Point labeling examples:
▬▬▬
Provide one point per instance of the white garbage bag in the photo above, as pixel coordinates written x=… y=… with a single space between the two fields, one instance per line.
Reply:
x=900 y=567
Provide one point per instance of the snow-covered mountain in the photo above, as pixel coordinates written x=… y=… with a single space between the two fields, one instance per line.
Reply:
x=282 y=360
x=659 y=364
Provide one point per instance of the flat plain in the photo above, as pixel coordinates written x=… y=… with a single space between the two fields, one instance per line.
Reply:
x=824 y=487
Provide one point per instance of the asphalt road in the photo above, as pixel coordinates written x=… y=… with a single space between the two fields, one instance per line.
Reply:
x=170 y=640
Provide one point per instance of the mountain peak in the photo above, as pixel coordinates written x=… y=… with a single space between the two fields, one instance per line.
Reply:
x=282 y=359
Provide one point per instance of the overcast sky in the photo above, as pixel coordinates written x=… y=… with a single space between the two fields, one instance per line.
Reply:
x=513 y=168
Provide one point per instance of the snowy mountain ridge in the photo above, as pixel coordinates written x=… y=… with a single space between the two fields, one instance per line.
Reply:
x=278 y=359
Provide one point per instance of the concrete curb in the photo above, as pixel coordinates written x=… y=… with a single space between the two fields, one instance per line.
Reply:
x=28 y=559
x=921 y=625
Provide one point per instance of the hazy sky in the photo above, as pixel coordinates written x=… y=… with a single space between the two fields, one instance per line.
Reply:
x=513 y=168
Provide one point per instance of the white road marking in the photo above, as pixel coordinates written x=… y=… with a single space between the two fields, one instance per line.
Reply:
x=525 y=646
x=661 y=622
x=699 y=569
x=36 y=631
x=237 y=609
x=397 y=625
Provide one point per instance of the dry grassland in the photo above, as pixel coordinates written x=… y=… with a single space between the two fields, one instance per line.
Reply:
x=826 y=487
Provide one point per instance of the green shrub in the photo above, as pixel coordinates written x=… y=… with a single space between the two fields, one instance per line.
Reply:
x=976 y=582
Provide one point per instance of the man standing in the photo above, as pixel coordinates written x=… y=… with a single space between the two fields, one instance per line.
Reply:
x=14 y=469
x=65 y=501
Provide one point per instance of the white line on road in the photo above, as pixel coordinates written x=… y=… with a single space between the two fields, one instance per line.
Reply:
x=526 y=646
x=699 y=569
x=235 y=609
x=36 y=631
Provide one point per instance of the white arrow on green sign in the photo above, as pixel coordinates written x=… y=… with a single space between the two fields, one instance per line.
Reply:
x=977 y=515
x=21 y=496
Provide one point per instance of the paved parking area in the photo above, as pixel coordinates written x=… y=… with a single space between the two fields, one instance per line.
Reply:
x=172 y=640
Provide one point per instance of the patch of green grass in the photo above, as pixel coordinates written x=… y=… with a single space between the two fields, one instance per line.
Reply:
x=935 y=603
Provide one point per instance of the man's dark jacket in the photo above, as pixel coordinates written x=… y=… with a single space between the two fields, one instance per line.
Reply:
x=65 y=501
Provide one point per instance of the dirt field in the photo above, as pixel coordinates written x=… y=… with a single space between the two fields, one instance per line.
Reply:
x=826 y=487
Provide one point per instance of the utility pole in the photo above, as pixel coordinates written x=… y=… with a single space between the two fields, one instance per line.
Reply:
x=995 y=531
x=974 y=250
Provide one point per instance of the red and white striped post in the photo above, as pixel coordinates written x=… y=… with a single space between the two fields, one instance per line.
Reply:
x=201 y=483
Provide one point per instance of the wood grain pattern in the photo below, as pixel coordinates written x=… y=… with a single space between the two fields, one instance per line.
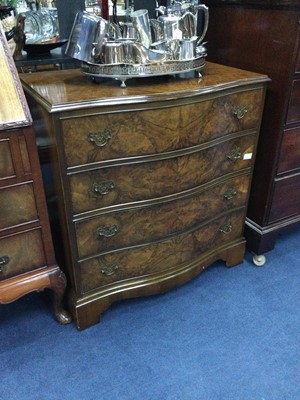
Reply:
x=27 y=260
x=267 y=35
x=160 y=256
x=20 y=249
x=17 y=206
x=145 y=210
x=152 y=223
x=159 y=178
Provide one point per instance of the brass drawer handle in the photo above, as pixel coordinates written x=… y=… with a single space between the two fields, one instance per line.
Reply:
x=234 y=154
x=107 y=231
x=3 y=262
x=230 y=193
x=239 y=111
x=109 y=269
x=225 y=228
x=100 y=139
x=103 y=188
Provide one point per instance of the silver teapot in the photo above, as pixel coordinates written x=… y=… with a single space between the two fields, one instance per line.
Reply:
x=179 y=21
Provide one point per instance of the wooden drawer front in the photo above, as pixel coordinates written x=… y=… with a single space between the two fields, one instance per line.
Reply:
x=17 y=206
x=149 y=224
x=290 y=151
x=114 y=136
x=161 y=256
x=117 y=185
x=6 y=163
x=21 y=253
x=286 y=198
x=293 y=114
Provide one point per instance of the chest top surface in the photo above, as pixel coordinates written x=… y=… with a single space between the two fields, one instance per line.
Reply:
x=69 y=90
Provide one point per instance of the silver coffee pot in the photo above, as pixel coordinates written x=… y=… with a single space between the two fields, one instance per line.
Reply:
x=179 y=21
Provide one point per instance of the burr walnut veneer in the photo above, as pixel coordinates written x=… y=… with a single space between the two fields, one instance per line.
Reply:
x=152 y=181
x=264 y=36
x=27 y=260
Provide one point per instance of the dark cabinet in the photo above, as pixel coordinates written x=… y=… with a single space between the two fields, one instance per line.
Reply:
x=263 y=36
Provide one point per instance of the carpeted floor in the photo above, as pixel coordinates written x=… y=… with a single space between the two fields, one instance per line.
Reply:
x=230 y=334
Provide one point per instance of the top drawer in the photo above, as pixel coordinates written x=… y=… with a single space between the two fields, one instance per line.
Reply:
x=116 y=135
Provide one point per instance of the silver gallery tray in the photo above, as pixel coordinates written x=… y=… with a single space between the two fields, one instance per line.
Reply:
x=122 y=72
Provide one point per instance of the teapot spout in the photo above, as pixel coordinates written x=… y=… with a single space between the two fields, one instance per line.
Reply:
x=162 y=10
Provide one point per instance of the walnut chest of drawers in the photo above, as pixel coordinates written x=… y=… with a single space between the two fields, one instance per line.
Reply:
x=27 y=259
x=152 y=181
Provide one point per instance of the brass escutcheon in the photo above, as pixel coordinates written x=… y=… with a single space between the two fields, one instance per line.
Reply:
x=109 y=269
x=226 y=228
x=230 y=193
x=107 y=231
x=234 y=154
x=239 y=111
x=103 y=188
x=3 y=261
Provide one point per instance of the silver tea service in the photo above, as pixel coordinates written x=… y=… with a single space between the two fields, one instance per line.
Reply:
x=140 y=47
▬▬▬
**Exercise description**
Copy all of the rows above word for word, leaving the pictures out.

**The result**
Provide one point per instance of the white garbage bag in the photo above, as pixel coordinates written x=… y=… with a single space between the two fields, one instance per line.
Reply:
x=900 y=567
Provide one point per instance of the snow-covered mountain in the photo above, as pixel coordinates written x=… y=… with a single space between the two fields, one instance per line.
Reply:
x=282 y=360
x=659 y=364
Provide one point per instance of the flat plain in the photo above, as pixel coordinates written x=… y=… with a single space between the two fields, one instance per line.
Reply:
x=824 y=487
Provide one point per instance of the asphalt road in the photo above, as pixel coordinates written x=… y=… with a single space between the two fields, one instance per line.
Reply:
x=170 y=640
Provide one point per instance of the mountain peak in the photo above, as pixel coordinates written x=… y=… with a single space between the two fields, one instance per line.
Reply:
x=282 y=359
Provide one point per instance of the overcast sky in the photo above, as pixel coordinates written x=… y=… with a single space between the two fields, one instance per line.
Reply:
x=513 y=168
Provide one point per instance of the snowy mountain ridge in the photo above, as pixel coordinates written x=… y=… with a single space between the two fields, one instance per line.
Reply:
x=278 y=359
Provide one point per instance of the concrete curb in the photo above, as pixel coordinates written x=… y=… with a single space between the two fields, one instance per line.
Reply:
x=28 y=559
x=921 y=625
Provide one point per instance of the hazy sky in the photo above, as pixel coordinates written x=… y=… with a single space between the two fields, one instance per line.
Reply:
x=513 y=168
Provide one point per instance of the white road marking in the photo above, as pixel coordinates written x=… y=… with a single space between the two fields, one instance per line.
Reply:
x=525 y=646
x=661 y=622
x=699 y=569
x=36 y=631
x=237 y=609
x=397 y=625
Provide one point per instance of the dry grassland in the photo above, as pixel coordinates written x=… y=… with a single space between the two fields, one instance per line.
Reply:
x=826 y=487
Provide one point per instance of the green shrub in the photo above, as pixel coordinates written x=… y=… with a single space between the two fields, one instance per line.
Reply:
x=976 y=582
Provide one point per instance of the man standing in the photo above, as pixel coordinates written x=… y=… with a single space between the two fields, one instance per line.
Reply:
x=14 y=469
x=65 y=501
Provide one point per instance of the white line on road in the photo above, as pixel coordinates written x=… y=… with a single space between the two fields, one instance per line.
Reply:
x=526 y=646
x=699 y=569
x=235 y=609
x=36 y=631
Provide one point per instance of the white arrow on green sign in the photo above, as pixel coordinates written x=… y=… with a single space between the two fields, one instance per line.
Reply:
x=977 y=515
x=21 y=496
Provide one point per instance of the paved parking area in the photo above, as pixel coordinates written x=… y=… with a single space between the two fields, one instance per line.
Reply:
x=172 y=640
Provide one point per instance of the patch of green grass in the photo above, as pixel coordinates written x=… y=… with a single space between the two fields, one instance per line.
Reply:
x=935 y=603
Provide one point per instance of the man's dark jacket in the photo above, as pixel coordinates written x=… y=… with a single space between the two fields, one instance per line.
Reply:
x=65 y=501
Provide one point per instance of the dirt field in the photo above, as pixel coordinates written x=… y=… with a single space between the two fields, one instance per line.
Reply:
x=826 y=487
Provide one point per instance of the utility pole in the photo above, as pixel coordinates written x=… y=… with a single space between the two fields, one instance per line.
Reply:
x=995 y=531
x=974 y=250
Provide one point per instance of the red and white striped post in the photo above, as pixel coordinates written x=… y=… with a single space between the two fields, one instance per line.
Reply:
x=201 y=483
Provide one point per instance of the wood grain pattern in the photo below, as pixel coordinates written x=… y=… with a single space between the two fields, one instance per line.
Reply:
x=27 y=260
x=267 y=35
x=160 y=256
x=20 y=249
x=17 y=206
x=145 y=210
x=152 y=223
x=159 y=178
Provide one point per instance of the brass drawer handle in the photo above, as pixel coordinates written x=… y=… with a single space between the two fields, one instance per line.
Reply:
x=234 y=154
x=107 y=231
x=3 y=262
x=230 y=193
x=239 y=111
x=109 y=269
x=225 y=228
x=100 y=139
x=103 y=188
Provide one point per instance of the silver teapot in the photo above, as pixel coordinates written x=… y=… with a single space between the two fields, one instance per line.
Reply:
x=179 y=21
Provide one point per instance of the wooden drawer front in the photo above, as pixel coordinates written x=… y=… with a single space between the two fields, one instance per line.
Reply:
x=17 y=206
x=149 y=224
x=290 y=151
x=114 y=136
x=161 y=256
x=117 y=185
x=6 y=163
x=21 y=253
x=286 y=198
x=293 y=114
Provide one point per instance of the chest top surface in the photo above, as pixel coordinates written x=… y=… with a single space between the two fields, one instance per line.
Reply:
x=69 y=90
Provide one point per instance of the silver coffee pot in the photo above, as pixel coordinates written x=… y=… with a single space between the two fields, one instance per line.
Reply:
x=179 y=21
Provide one point per instance of the burr walnut veneer in the photo above, as pixel coordinates written x=… y=… with a single space between the two fields, one instance per line.
Reply:
x=152 y=181
x=264 y=36
x=27 y=260
Provide one point per instance of the dark cabinet in the photo above, as pixel coordinates written x=… y=… with a single space between the two fields, one instance per line.
Reply:
x=263 y=36
Provide one point per instance of the carpeted floor in the photo above, as pixel coordinates written x=… y=… with a single space between the two fields, one instance per line.
Reply:
x=230 y=334
Provide one point per instance of the top drawer in the photo above, as pixel coordinates written x=… y=… with a single space between the two fields, one instance per line.
Reply:
x=116 y=135
Provide one point per instance of the silver gallery tray in the photo above, as pixel coordinates written x=… y=… with a single space between the two fields, one instance per line.
Reply:
x=122 y=72
Provide one point per instance of the teapot spout in the photo above, as pixel coordinates written x=… y=… with a single space between the two fields, one instance per line.
Reply:
x=162 y=10
Provide one point per instance of the walnut chest of drawers in the photo above, as pixel coordinates written x=… y=… with a single space between the two fields, one instance per line.
Reply:
x=27 y=259
x=152 y=181
Provide one point per instance of the brass escutcheon in the photo above, as pixel coordinates written x=… y=… with a single space between the two fields, one instance per line.
Reply:
x=109 y=269
x=226 y=228
x=230 y=193
x=107 y=231
x=234 y=154
x=239 y=111
x=103 y=188
x=3 y=261
Provide one point per instance of the silver tea service in the photo above, as pixel coordinates written x=… y=… with a single space between the two fields, one instance per line.
Reply:
x=140 y=47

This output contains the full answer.